READING PASSAGE –
U.S. Raises Treaty Compliance Concerns


October 2019
By Shannon Bugos

The United States has concerns about Russian and Chinese compliance with nuclear weapons-related treaties, according to a newly released State Department report. The annual compliance report provides additional background details on Russia’s alleged violation of the Intermediate-Range Nuclear Forces (INF) Treaty and repeats Trump administration concerns about possible nuclear testing by Russia and China.

The U.S. State Department's annual compliance report reiterated that Russia's 9M729 cruise missile violated the INF Treaty, leading to the U.S. withdrawal from the treaty. (Photo: Vasily Maximov/AFP/Getty Images)The report, made public on Aug. 22 and titled “Adherence to and Compliance with Arms Control, Nonproliferation, and Disarmament Agreements and Commitments,” primarily covers activities during 2018. The State Department released a shorter version of the report in April, which sparked controversy in Congress about the potential politicization of intelligence with regard to Iran, as well as other countries.

The full report said that Russia continued to violate the INF Treaty in 2018, a charge the Trump administration cited before formally withdrawing the United States from the treaty on Aug. 2. The 1987 pact banned the possession or testing of all nuclear and conventional, ground-launched ballistic and cruise missiles with ranges between 500 and 5,500 kilometers. Since 2014, the United States has accused Russia of violating the treaty by testing, possessing, and fielding an illegal ground-launched cruise missile known as the 9M729. The report asserts that Russia began development of the missile “probably by the mid-2000s” and concluded in 2015 a “comprehensive” flight-test program. By the end of 2018, Russia fielded multiple battalions of the 9M729, the report says.

“The history of Russia’s anti-INF [Treaty] overtures leading up to missile tests, its attempt to covertly exploit a treaty exception permitting ground-based flight tests of intermediate-range missiles not subject to the treaty, its lack of an explanation for these tests, and its overall secrecy” about the 9M729, the report declares, “provide important context for Russia’s violation.”

The compliance report also raises concerns about alleged Russian nuclear weapons testing and compliance with the 1974 Threshold Test Ban Treaty (TTBT), which prohibits nuclear tests with explosive yields exceeding 150 kilotons. The report states that “based on available information, Russian activities during the 1995–2018 timeframe raise questions about Russia’s compliance with its TTBT notification obligation.”

PROVIDED DATA –
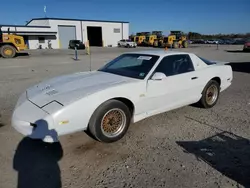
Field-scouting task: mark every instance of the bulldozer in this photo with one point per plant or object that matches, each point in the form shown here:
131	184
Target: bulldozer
176	39
11	44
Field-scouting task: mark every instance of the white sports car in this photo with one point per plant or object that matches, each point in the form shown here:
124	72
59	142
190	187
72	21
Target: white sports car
131	87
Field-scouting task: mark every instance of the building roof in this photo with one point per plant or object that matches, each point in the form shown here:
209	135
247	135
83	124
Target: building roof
159	52
71	19
4	25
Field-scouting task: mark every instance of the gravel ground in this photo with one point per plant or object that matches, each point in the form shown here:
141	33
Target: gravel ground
187	147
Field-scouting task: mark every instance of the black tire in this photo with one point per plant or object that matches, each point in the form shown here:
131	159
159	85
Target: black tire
11	49
175	45
204	103
95	124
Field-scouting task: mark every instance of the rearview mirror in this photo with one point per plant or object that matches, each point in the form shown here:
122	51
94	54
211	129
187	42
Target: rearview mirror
158	76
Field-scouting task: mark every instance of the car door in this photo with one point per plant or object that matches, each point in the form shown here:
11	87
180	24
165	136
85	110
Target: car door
178	88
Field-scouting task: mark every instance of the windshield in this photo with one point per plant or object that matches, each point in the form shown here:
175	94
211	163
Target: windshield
131	65
207	61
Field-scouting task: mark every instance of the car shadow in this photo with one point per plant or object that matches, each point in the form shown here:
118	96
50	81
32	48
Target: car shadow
2	125
22	54
240	66
226	152
37	162
236	51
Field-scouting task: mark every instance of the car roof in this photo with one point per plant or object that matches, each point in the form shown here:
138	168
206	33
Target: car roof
159	52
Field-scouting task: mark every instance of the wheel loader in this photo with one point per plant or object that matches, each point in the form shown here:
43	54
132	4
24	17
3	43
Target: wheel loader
149	40
175	40
11	44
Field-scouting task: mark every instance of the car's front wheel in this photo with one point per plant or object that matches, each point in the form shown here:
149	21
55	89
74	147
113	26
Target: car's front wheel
110	121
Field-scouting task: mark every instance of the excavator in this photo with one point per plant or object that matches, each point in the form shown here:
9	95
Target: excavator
11	44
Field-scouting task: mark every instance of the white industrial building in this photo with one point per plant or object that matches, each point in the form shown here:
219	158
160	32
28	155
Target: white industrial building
58	31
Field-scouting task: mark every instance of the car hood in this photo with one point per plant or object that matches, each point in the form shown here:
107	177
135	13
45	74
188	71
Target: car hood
68	88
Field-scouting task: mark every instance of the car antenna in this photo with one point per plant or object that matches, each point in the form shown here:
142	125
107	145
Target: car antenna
90	61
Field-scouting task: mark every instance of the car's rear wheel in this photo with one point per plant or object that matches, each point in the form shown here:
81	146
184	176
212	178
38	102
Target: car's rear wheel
210	94
110	121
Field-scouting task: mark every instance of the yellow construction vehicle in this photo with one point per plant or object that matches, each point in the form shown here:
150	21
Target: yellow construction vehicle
149	40
140	38
11	44
176	39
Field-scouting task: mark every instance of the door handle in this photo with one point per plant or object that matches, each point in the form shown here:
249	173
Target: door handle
193	78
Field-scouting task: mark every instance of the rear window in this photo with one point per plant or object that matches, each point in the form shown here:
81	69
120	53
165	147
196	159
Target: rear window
207	61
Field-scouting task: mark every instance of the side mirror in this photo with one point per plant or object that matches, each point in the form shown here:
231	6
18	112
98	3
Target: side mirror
158	76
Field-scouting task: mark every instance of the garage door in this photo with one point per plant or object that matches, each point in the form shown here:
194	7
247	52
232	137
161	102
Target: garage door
66	33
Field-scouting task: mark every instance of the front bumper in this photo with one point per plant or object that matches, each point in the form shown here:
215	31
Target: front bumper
31	121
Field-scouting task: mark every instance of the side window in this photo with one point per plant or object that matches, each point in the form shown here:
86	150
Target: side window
175	64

EXERCISE GOAL – List every country that the treaty compliance article names.

THE ANSWER – United States, Russia, China, Iran